*SHORT TASK*.
Count the lines of the material below that contain the word "shirt", and give only that number.
━━ RECORD EXTRACTS
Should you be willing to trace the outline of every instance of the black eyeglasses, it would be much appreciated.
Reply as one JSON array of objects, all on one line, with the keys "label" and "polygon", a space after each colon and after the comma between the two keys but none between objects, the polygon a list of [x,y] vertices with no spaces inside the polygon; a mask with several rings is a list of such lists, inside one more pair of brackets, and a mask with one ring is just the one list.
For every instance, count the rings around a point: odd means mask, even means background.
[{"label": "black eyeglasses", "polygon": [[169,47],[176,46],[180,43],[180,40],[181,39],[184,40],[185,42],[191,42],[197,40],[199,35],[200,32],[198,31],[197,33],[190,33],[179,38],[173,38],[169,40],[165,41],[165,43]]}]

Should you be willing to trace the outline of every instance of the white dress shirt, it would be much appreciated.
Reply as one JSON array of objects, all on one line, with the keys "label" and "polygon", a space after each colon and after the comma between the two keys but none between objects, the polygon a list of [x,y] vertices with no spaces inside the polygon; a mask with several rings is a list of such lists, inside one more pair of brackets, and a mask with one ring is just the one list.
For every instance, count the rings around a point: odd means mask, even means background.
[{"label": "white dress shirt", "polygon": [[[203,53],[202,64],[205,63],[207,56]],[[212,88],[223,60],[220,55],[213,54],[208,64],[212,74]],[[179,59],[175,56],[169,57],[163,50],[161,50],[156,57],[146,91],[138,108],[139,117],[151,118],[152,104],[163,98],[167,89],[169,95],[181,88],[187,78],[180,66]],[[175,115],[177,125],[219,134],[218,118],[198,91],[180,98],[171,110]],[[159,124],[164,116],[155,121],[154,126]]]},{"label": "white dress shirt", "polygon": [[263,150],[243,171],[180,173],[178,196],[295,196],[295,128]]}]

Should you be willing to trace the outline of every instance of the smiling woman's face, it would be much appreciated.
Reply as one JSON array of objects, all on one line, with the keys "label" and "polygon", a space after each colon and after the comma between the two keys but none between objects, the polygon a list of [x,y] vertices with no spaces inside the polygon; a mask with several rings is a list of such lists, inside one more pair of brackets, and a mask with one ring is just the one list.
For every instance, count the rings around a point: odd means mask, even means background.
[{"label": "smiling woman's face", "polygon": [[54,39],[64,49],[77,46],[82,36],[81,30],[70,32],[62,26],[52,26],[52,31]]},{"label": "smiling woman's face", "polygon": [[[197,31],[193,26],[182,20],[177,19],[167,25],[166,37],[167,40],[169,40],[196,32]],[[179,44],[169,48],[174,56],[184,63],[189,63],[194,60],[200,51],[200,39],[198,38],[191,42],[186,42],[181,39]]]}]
━━━━
*WRITTEN SOLUTION*.
2